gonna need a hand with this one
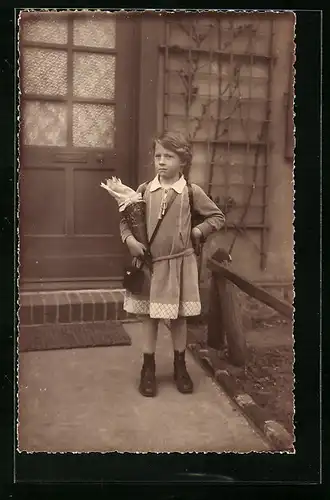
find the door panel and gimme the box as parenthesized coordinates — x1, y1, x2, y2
(22, 253, 123, 281)
(21, 234, 123, 281)
(20, 168, 66, 234)
(73, 169, 121, 235)
(19, 12, 137, 287)
(22, 236, 123, 257)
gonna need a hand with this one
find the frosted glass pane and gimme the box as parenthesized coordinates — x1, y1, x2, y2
(73, 104, 115, 148)
(22, 48, 67, 96)
(73, 53, 115, 99)
(20, 15, 68, 44)
(22, 101, 67, 146)
(73, 16, 116, 48)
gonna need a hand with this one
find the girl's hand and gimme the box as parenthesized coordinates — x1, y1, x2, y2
(191, 227, 203, 256)
(126, 235, 147, 258)
(191, 227, 203, 241)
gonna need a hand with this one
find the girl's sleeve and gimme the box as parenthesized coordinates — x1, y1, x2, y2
(119, 183, 146, 244)
(119, 217, 132, 244)
(192, 184, 225, 239)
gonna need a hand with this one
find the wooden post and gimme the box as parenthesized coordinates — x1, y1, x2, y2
(207, 273, 226, 350)
(206, 249, 247, 367)
(206, 248, 294, 367)
(217, 276, 246, 367)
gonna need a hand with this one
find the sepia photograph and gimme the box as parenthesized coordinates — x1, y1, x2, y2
(17, 9, 295, 454)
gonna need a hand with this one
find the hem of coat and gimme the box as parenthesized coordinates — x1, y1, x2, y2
(124, 295, 201, 319)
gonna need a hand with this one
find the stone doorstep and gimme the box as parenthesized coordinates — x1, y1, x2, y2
(18, 289, 130, 326)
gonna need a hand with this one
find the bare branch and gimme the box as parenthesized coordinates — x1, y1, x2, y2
(173, 18, 265, 254)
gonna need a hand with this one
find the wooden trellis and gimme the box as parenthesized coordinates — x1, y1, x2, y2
(159, 14, 276, 269)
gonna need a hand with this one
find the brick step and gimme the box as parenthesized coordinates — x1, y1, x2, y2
(19, 290, 129, 326)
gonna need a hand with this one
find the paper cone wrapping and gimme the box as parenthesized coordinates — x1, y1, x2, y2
(100, 177, 142, 211)
(122, 200, 149, 249)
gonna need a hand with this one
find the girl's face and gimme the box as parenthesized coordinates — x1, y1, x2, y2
(154, 142, 183, 182)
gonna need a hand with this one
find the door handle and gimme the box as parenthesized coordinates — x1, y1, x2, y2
(96, 153, 105, 164)
(96, 153, 115, 171)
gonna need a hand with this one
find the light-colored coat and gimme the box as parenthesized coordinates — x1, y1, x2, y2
(120, 175, 225, 319)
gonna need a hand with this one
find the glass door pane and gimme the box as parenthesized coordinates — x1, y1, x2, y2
(22, 101, 67, 146)
(73, 52, 116, 99)
(73, 16, 116, 48)
(22, 48, 68, 96)
(20, 13, 68, 44)
(72, 103, 115, 148)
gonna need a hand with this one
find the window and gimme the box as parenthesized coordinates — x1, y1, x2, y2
(20, 12, 117, 148)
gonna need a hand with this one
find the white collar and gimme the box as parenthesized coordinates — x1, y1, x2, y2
(149, 175, 186, 194)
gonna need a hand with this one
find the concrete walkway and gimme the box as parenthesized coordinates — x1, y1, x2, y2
(18, 322, 269, 453)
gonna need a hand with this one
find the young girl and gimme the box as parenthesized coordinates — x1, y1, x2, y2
(120, 131, 225, 397)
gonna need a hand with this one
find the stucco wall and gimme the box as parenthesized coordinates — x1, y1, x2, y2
(155, 13, 295, 288)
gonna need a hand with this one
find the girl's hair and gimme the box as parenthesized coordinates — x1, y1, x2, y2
(152, 130, 193, 180)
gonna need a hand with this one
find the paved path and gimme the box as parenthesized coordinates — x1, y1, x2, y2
(18, 322, 269, 453)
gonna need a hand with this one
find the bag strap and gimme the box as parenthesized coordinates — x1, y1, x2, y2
(139, 179, 196, 264)
(138, 180, 178, 248)
(136, 183, 177, 268)
(148, 191, 178, 248)
(187, 182, 194, 218)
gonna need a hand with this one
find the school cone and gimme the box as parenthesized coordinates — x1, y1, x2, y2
(101, 177, 150, 264)
(122, 200, 149, 250)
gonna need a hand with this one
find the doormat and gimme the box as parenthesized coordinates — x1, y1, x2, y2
(19, 321, 132, 352)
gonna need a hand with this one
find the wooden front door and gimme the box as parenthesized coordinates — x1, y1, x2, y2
(19, 12, 137, 289)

- - - -

## Work order
Reproduce every record in full. Leave out the images.

## Exercise output
gonna need a hand with this one
find the door panel and gimme the box as parenthesized coordinates — x1, y1, x2, y2
(22, 253, 123, 281)
(21, 234, 123, 281)
(20, 168, 66, 234)
(73, 169, 121, 235)
(19, 12, 137, 287)
(22, 236, 123, 257)
gonna need a hand with this one
find the frosted glass pane and gimme the box as parenthesized coordinates — x1, y1, x2, y2
(73, 104, 115, 148)
(22, 48, 67, 96)
(73, 53, 115, 99)
(20, 15, 68, 44)
(22, 101, 67, 146)
(73, 16, 116, 48)
gonna need a hand with this one
find the girl's hand and gimme the box as parenthesized coordinates — x1, y1, x2, y2
(191, 227, 203, 256)
(126, 235, 147, 258)
(191, 227, 203, 241)
gonna need a hand with this one
find the girl's sleeve and gimme the box as parenthesized coordinates — x1, y1, x2, y2
(119, 183, 146, 244)
(119, 217, 132, 244)
(192, 184, 225, 239)
gonna need a hand with this one
find the wooden post and gimme the box as parenthesized coordinates — x1, y1, x2, y2
(207, 273, 226, 350)
(206, 249, 247, 367)
(206, 248, 294, 367)
(217, 276, 246, 367)
gonna need a hand with this one
find the sepia photograph and gimme the box as parenthesized coordinates — x1, y1, x2, y2
(17, 9, 295, 454)
gonna need a hand with this one
find the hem of coat and gimme the box as parenthesized coordinates — x1, y1, x2, y2
(124, 295, 201, 319)
gonna need a hand with this one
find the stone doorstep and gimme the box as parenthesized coordinates — x1, y1, x2, y2
(18, 289, 130, 326)
gonna need a hand with this one
find the bare branch and gimme the box as parenthesized coordinates — x1, y1, x2, y2
(173, 18, 265, 254)
gonna need a hand with this one
find the wooden trellis and gimme the box as parenthesized coordinates — x1, y1, x2, y2
(159, 14, 276, 269)
gonna need a hand with this one
find the brick step and gimme the box as parenthesized coordinates — x1, y1, x2, y2
(19, 290, 129, 326)
gonna need a hand with this one
find the paper cone wrapping and gimme the box as parenthesized coordinates — x1, y1, x2, y2
(100, 177, 142, 211)
(122, 200, 149, 249)
gonna need a hand with this one
find the girl's face and gimme the box as parenthesized coordinates — x1, y1, x2, y2
(154, 142, 183, 182)
gonna need a hand with this one
find the door handle and gimme the box as parenthesized coordinates — x1, y1, x2, y2
(96, 153, 105, 164)
(96, 153, 115, 171)
gonna need a hand with this one
find the light-colored coat and gimme the box as parenthesized coordinates — x1, y1, x2, y2
(120, 175, 225, 319)
gonna need a hand with this one
find the glass door pane and gimme the box as parenthesized coordinates — x1, y1, x2, y2
(22, 101, 67, 146)
(73, 52, 116, 99)
(73, 16, 116, 48)
(22, 48, 68, 96)
(20, 13, 68, 44)
(72, 103, 115, 148)
gonna need a hand with this one
find the window and gimme the box as parenthesized coordinates — x1, y1, x2, y2
(20, 12, 117, 148)
gonna need a hand with this one
find the white collar and gimme the box as parenthesized coordinates — x1, y1, x2, y2
(149, 175, 186, 194)
gonna need a hand with this one
find the concrete walkway and gimme the box as parenthesized coordinates — x1, y1, x2, y2
(18, 322, 269, 453)
gonna need a hand with this one
find the young girl and gimme the box as parenthesized coordinates — x1, y1, x2, y2
(120, 131, 225, 397)
gonna need a hand with this one
find the stucco wall and gimme the box as parenthesized coordinates — x1, y1, x2, y2
(155, 13, 295, 288)
gonna need a hand with this one
find the girl's hair and gimme the box as parenthesized coordinates — x1, y1, x2, y2
(152, 130, 193, 180)
gonna need a hand with this one
find the paved path and gimme the box as parenthesized coordinates — x1, y1, x2, y2
(18, 322, 269, 453)
gonna need a hand with this one
find the bag strap and gimme the box as parenthesized coordinates — x1, y1, x2, y2
(139, 179, 196, 264)
(138, 180, 178, 248)
(136, 183, 177, 268)
(148, 191, 178, 248)
(187, 182, 194, 218)
gonna need a hand with this one
find the school cone and gimme the box as parenthesized coordinates — x1, y1, x2, y2
(101, 177, 150, 264)
(122, 200, 149, 250)
gonna need a hand with this one
find the doormat and gimme the box as parenthesized coordinates — x1, y1, x2, y2
(19, 321, 132, 352)
gonna need a hand with this one
find the wooden front door and gimme the box as parenthesized coordinates — x1, y1, x2, y2
(19, 12, 137, 289)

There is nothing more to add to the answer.